DATA RECORDS Block Start
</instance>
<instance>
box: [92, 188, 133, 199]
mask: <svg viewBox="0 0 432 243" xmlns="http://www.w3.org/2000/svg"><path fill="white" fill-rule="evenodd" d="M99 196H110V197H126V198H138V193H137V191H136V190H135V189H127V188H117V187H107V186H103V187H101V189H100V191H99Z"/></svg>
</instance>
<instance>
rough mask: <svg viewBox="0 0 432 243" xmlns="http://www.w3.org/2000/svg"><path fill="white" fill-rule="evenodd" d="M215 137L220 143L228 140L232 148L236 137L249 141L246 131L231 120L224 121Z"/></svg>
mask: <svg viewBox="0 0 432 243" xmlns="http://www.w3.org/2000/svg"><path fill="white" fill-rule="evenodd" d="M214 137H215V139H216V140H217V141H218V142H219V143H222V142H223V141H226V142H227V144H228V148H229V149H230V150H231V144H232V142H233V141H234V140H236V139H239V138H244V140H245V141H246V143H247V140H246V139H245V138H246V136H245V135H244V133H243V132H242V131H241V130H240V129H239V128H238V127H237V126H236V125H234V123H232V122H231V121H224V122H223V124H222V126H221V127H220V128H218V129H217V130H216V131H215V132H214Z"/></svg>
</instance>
DATA RECORDS Block End
Repeat the listing above in full.

### PROBLEM SOLUTION
</instance>
<instance>
box: [92, 188, 133, 199]
mask: <svg viewBox="0 0 432 243" xmlns="http://www.w3.org/2000/svg"><path fill="white" fill-rule="evenodd" d="M99 196H110V197H126V198H138V193H137V191H136V190H135V189H127V188H117V187H107V186H103V187H101V189H100V191H99Z"/></svg>
</instance>
<instance>
rough mask: <svg viewBox="0 0 432 243" xmlns="http://www.w3.org/2000/svg"><path fill="white" fill-rule="evenodd" d="M215 137L220 143L228 140L232 148L236 137L249 141L246 131L231 120L224 121Z"/></svg>
mask: <svg viewBox="0 0 432 243" xmlns="http://www.w3.org/2000/svg"><path fill="white" fill-rule="evenodd" d="M214 137H215V139H216V140H217V141H218V142H219V143H222V142H223V141H226V142H227V144H228V148H229V149H230V150H231V144H232V142H233V141H234V140H236V139H239V138H244V140H245V141H246V143H247V140H246V139H245V138H246V136H245V135H244V133H243V132H242V131H241V130H240V129H239V128H238V127H237V126H236V125H234V123H232V122H231V121H224V122H223V124H222V126H221V127H220V128H218V129H217V130H216V131H215V132H214Z"/></svg>
</instance>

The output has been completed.